### Exercise aim
Word for word, please restate the line containing "Can you find the curved" and all the lines that follow it to the end of the data.

### Listed entries
+ + + + + + +
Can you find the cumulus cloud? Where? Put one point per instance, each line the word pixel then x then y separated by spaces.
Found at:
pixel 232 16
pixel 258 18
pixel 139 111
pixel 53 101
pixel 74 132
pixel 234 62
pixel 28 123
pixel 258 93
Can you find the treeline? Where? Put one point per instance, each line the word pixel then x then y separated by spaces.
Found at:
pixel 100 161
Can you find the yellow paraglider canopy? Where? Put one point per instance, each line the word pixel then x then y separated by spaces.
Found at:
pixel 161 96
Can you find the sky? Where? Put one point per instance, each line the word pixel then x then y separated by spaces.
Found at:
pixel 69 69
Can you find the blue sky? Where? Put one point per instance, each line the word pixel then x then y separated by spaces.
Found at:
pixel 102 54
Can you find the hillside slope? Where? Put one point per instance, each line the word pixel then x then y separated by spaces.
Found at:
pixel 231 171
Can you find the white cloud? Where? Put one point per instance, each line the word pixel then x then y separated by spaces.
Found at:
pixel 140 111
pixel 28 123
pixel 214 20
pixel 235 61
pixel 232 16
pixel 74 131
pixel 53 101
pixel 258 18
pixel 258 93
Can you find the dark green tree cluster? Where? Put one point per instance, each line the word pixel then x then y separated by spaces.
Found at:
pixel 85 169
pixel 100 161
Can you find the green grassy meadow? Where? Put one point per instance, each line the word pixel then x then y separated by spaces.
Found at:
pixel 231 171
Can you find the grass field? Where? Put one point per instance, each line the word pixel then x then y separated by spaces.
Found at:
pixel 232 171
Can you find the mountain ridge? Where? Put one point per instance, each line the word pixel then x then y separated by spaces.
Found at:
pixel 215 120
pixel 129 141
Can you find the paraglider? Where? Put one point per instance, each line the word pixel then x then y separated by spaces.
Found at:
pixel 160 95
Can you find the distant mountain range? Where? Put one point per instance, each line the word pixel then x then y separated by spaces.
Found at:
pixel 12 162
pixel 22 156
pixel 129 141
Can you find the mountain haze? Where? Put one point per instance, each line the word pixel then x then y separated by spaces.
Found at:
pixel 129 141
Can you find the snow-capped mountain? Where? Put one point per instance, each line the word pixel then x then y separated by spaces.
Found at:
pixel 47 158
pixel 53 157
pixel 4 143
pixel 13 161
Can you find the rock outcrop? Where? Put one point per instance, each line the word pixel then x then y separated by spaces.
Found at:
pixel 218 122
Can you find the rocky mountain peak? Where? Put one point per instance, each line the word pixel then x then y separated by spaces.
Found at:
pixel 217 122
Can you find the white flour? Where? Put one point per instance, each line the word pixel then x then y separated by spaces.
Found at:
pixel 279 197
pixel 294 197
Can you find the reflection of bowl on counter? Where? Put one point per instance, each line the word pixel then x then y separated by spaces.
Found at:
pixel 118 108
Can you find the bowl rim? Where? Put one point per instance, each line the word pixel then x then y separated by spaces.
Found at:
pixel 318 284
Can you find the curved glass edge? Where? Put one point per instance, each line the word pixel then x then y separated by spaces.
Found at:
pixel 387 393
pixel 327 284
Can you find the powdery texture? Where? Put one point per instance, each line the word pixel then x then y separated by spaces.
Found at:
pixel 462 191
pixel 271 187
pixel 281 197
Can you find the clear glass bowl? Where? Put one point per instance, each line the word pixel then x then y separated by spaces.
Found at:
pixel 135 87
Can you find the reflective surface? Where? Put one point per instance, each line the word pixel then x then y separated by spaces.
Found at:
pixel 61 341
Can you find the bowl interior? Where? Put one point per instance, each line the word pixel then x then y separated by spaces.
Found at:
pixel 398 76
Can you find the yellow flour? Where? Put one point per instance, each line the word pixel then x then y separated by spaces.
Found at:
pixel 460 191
+ + + + + + +
### Final answer
Can you find the curved glass edge? Where? Put one point per instance, each line the word pixel then x then y separated by spaces.
Found at:
pixel 387 393
pixel 327 284
Can you find the powdery texture? Where? Put one point per instance, each line the word pixel then x then y separated by spaces.
Found at:
pixel 462 191
pixel 271 187
pixel 281 197
Can you find the clear glass bowl? Where? Put one point per instance, each line the word pixel then x then y separated by spaces.
Found at:
pixel 135 87
Can you find the reflective surface? Where? Put one point per instance, each line the word pixel then x then y separated by spaces.
Found at:
pixel 61 341
Can you find the bowl interior? Where? Put one point per instance, each line the word pixel then x then y separated by spaces.
Found at:
pixel 398 76
Can you find the yellow flour? Where? Put one point per instance, each line the word pixel then x then y separated by spaces.
Found at:
pixel 460 191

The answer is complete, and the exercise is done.